Tippe den Textauszug über mehr Personal für Vormundschaften vollständig und ohne jede Änderung ab.

▶ _Ausgewählter Textauszug_:

>>

Mehr Personal für Vormundschaften

Wenn Kindern zu Hause Gewalt droht und Richter den Eltern das Sorgerecht entziehen, muss ein Vormund her. Das Gladbacher Jugendamt hat sich Mitte 2009 das Ziel gesetzt, sein System zu verbessern – und kommt damit einem aktuellen Plan der Bundesregierung zuvor.

Mönchengladbach. Es gibt Namen, die innerhalb von Sekunden Bilder oder ganze Szenen im Kopf hervorrufen können. Kevin ist so ein Name. Ein misshandelter Zweijähriger, der 2006 von Polizisten tot in einem Sack in der elterlichen Wohnung gefunden wird. Unterernährt, verwahrlost, mit zig alten Knochenbrüchen. Kevin stand damals unter Vormundschaft des Bremer Jugendamts. Nach der Untersuchung zum Tod des kleinen Jungen wurde eine lange Liste von Fehlern der Behörde öffentlich.

<<

▶ _Gesammelte Dateneinträge_:
>>

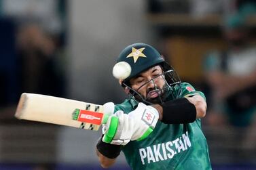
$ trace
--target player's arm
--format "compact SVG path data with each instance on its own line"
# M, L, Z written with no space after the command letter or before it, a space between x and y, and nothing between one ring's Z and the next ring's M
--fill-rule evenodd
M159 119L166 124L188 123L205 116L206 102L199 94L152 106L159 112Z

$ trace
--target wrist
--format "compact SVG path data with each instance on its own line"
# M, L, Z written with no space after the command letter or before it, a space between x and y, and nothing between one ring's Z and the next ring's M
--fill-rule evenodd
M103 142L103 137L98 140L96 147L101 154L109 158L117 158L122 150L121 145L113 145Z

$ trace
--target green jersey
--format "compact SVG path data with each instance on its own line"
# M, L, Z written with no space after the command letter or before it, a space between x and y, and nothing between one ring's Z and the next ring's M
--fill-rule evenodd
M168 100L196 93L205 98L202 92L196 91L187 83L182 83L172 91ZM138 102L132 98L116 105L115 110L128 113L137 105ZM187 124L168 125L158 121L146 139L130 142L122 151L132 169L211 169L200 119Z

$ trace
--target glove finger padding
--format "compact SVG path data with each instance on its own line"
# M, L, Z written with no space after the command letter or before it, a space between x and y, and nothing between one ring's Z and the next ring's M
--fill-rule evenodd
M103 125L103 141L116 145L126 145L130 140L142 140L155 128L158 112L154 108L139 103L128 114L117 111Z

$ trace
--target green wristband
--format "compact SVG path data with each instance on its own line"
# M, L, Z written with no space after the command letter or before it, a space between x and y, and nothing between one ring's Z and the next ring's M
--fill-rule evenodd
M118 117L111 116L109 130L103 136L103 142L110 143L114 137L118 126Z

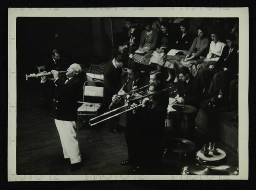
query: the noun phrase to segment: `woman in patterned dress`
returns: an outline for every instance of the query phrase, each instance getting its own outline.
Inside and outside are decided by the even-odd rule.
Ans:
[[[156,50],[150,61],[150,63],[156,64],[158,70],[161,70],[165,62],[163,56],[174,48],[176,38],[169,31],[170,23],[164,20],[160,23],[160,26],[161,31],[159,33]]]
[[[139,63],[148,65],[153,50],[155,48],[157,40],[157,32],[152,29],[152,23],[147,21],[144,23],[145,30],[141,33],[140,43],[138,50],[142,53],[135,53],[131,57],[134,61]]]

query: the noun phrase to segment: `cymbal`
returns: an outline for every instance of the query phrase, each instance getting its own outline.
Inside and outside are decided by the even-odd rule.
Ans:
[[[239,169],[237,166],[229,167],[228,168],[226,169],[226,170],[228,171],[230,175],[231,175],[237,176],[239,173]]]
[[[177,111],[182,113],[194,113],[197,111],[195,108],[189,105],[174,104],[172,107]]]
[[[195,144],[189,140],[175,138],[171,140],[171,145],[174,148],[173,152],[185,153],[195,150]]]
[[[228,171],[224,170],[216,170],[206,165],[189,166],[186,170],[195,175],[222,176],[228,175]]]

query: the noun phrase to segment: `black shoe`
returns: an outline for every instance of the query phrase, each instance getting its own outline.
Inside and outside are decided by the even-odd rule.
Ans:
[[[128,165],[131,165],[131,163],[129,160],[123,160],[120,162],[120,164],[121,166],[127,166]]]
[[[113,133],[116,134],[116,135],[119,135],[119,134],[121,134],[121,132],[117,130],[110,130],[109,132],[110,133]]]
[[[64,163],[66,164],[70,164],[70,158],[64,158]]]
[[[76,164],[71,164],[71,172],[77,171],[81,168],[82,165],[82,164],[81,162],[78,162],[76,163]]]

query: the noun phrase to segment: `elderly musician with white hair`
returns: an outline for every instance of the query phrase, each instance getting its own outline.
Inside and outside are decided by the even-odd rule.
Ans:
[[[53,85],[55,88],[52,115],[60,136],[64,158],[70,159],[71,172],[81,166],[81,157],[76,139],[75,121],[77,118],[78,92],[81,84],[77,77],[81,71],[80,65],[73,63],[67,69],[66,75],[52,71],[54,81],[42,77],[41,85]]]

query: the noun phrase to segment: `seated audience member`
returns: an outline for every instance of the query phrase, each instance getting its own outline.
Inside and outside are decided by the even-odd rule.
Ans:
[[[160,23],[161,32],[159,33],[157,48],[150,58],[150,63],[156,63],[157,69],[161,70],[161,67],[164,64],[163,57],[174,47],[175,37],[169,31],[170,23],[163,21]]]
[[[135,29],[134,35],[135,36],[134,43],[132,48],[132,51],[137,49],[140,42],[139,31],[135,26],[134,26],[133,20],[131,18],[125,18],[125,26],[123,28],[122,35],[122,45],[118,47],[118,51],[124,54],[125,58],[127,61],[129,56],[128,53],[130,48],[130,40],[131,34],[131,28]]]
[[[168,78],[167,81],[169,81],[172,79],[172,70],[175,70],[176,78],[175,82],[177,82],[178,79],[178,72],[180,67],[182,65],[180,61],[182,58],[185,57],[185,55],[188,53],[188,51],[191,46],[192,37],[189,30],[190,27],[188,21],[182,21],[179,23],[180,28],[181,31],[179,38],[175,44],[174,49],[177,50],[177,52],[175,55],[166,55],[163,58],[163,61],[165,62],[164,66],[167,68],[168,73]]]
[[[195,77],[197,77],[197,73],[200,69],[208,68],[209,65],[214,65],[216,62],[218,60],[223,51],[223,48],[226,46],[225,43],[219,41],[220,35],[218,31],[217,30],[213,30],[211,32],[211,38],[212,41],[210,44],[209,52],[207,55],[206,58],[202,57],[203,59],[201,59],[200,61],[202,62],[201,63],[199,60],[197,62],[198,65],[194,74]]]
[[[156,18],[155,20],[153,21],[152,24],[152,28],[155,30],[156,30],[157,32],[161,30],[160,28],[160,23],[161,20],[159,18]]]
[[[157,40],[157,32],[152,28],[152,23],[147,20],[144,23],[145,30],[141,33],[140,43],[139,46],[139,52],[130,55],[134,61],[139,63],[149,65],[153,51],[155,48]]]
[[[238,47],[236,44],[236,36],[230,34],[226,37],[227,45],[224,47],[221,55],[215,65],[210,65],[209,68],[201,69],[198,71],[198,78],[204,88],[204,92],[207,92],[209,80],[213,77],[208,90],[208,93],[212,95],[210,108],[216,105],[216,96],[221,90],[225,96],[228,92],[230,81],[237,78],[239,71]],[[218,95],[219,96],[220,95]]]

<<

▶ _Lösung der Aufgabe_:
Mehr Personal für Vormundschaften

Wenn Kindern zu Hause Gewalt droht und Richter den Eltern das Sorgerecht entziehen, muss ein Vormund her. Das Gladbacher Jugendamt hat sich Mitte 2009 das Ziel gesetzt, sein System zu verbessern – und kommt damit einem aktuellen Plan der Bundesregierung zuvor.

Mönchengladbach. Es gibt Namen, die innerhalb von Sekunden Bilder oder ganze Szenen im Kopf hervorrufen können. Kevin ist so ein Name. Ein misshandelter Zweijähriger, der 2006 von Polizisten tot in einem Sack in der elterlichen Wohnung gefunden wird. Unterernährt, verwahrlost, mit zig alten Knochenbrüchen. Kevin stand damals unter Vormundschaft des Bremer Jugendamts. Nach der Untersuchung zum Tod des kleinen Jungen wurde eine lange Liste von Fehlern der Behörde öffentlich.